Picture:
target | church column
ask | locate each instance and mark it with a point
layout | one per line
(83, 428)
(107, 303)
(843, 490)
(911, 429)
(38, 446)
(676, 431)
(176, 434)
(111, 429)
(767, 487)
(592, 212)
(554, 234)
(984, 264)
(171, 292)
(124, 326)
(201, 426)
::::::
I need all of the records above retyped exactly, please.

• **WRITTEN SOLUTION**:
Picture:
target | church column
ask | locate each instance and mark it with a point
layout | one per line
(83, 428)
(107, 303)
(843, 490)
(911, 429)
(38, 446)
(676, 431)
(176, 434)
(111, 429)
(767, 487)
(592, 212)
(554, 234)
(984, 264)
(171, 292)
(124, 326)
(201, 426)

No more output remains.